- **挑战 1**: 从列表里含有“Would you kindly point at the gray”的那一行起，一直到列表最后一行，把这些行一字不差地抄一遍。

From 23fe0488cd151713812218848b474e8560ee3fb2 Mon Sep 17 00:00:00 2001
From: xt66642 <136733984@qq.com>
Date: Mon, 20 Jan 2025 17:08:21 +0800
Subject: [PATCH] =?UTF-8?q?=E4=B8=8A=E4=BC=A0=E6=96=87=E4=BB=B6=E8=87=B3?=
 =?UTF-8?q?=20/?=
MIME-Version: 1.0
Content-Type: text/plain; charset=UTF-8
Content-Transfer-Encoding: 8bit

---
 pachong.py | 51 +++++++++++++++++++++++++++++++++++++++++++++++++++
 1 file changed, 51 insertions(+)
 create mode 100644 pachong.py

diff --git a/pachong.py b/pachong.py
new file mode 100644
index 0000000..4cc365b
--- /dev/null
+++ b/pachong.py
@@ -0,0 +1,51 @@
+import requests
+from bs4 import BeautifulSoup
+import time
+import random
+
+def pachong(url):
+    headers = {
+        "User-Agent": "Mozilla/5.0 (Windows NT 10.0; Win64; x64) AppleWebKit/537.36 (KHTML, like Gecko) Chrome/116.0.0.0 Safari/537.36"
+    }
+
+    try:
+        response = requests.get(url, headers=headers)
+        response.raise_for_status()  # 检查请求是否成功
+        soup = BeautifulSoup(response.text, "html.parser")
+
+        # 提取所有链接
+        links = []
+        for a_tag in soup.find_all("a", href=True):
+            link = a_tag["href"]
+            links.append(link)
+
+        print(f"从 {url} 爬取到 {len(links)} 个链接。")
+        return links
+
+    except requests.RequestException as e:
+        print(f"无法访问 {url}，错误：{e}")
+        return []
+
+def main():
+    # 用户输入多个网站的 URL
+    urls = input("请输入多个网站的 URL，用逗号分隔：").strip().split(",")
+
+    for url in urls:
+        url = url.strip()  # 去除多余的空格
+        if url:  # 确保 URL 不为空
+            print(f"正在爬取 {url}...")
+            links = pachong(url)
+
+            # 为每个网站创建一个独立的文件
+            filename = f"{url.replace('https://', '').replace('www.', '').replace('/', '_')}.txt"
+            with open(filename, "w", encoding="utf-8") as file:
+                for link in links:
+                    file.write(link + "\n")
+
+            print(f"链接已保存到 {filename}")
+            time.sleep(random.uniform(1, 3))  # 随机延迟，避免对服务器造成过大压力
+
+    print("所有网站的链接已分别保存到对应的文件中。")
+
+if __name__ == "__main__":
+    main()

- **挑战 2**: 按这段补丁里的程序，用户一次输入多个网站的 URL 时，要用什么符号隔开？

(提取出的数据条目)
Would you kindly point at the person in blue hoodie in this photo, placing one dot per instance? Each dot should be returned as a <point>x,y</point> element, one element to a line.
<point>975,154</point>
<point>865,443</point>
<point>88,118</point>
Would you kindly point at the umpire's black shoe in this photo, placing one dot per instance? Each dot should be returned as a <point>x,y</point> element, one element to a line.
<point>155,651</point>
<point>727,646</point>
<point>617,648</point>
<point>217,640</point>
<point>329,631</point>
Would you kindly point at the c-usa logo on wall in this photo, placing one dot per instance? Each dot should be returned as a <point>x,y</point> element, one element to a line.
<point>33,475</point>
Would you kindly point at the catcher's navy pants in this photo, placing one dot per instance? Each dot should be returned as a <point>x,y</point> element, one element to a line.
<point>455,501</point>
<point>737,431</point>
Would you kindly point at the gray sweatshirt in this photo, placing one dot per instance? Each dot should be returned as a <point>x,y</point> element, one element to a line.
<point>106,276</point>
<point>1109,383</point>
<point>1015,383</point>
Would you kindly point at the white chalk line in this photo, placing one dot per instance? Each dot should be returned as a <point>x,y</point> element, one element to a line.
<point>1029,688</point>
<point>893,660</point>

- **回答 1**:
Would you kindly point at the gray sweatshirt in this photo, placing one dot per instance? Each dot should be returned as a <point>x,y</point> element, one element to a line.
<point>106,276</point>
<point>1109,383</point>
<point>1015,383</point>
Would you kindly point at the white chalk line in this photo, placing one dot per instance? Each dot should be returned as a <point>x,y</point> element, one element to a line.
<point>1029,688</point>
<point>893,660</point>

- **回答 2**: 用逗号隔开。